(Entries provided)
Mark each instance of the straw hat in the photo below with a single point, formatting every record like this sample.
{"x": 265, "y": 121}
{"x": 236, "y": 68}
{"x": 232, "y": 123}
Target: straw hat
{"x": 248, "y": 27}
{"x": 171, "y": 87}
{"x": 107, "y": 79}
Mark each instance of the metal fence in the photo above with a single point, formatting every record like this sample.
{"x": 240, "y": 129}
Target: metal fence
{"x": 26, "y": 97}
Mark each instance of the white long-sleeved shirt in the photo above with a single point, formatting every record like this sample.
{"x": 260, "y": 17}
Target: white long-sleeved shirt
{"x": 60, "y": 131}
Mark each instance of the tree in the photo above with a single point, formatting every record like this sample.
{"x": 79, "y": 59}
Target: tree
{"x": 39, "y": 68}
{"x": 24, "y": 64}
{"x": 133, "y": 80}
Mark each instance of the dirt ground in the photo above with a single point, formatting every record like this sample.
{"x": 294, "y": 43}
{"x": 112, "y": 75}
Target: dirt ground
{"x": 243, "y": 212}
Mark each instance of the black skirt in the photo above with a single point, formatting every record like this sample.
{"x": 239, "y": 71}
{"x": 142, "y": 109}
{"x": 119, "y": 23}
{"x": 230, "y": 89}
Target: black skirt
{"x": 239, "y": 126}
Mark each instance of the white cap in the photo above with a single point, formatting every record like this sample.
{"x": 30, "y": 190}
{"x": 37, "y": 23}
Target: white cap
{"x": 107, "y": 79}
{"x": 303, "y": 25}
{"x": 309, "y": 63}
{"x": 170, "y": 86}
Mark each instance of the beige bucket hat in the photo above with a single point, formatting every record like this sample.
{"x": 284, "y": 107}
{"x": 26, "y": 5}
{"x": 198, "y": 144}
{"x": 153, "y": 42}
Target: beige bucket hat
(End Entries provided)
**What you have to do**
Once the line that contains "Target: dirt ground" is found, please give it again exactly, along with each line that comes after it, through the last line of the entries.

**Task response**
Target: dirt ground
{"x": 243, "y": 212}
Mark each instance of the black skirt in the photo above with a single point, formatting every record like this sample.
{"x": 239, "y": 71}
{"x": 142, "y": 109}
{"x": 119, "y": 23}
{"x": 230, "y": 89}
Target: black skirt
{"x": 239, "y": 126}
Mark each instance of the white cap in the photo above with a single point, formatting every record like this sample.
{"x": 30, "y": 190}
{"x": 37, "y": 23}
Target: white cap
{"x": 107, "y": 79}
{"x": 303, "y": 25}
{"x": 309, "y": 63}
{"x": 170, "y": 86}
Mark each instance of the beige bucket hat in the photo above with a single point, formatting every record like this sample.
{"x": 284, "y": 107}
{"x": 26, "y": 5}
{"x": 198, "y": 144}
{"x": 153, "y": 42}
Target: beige bucket hat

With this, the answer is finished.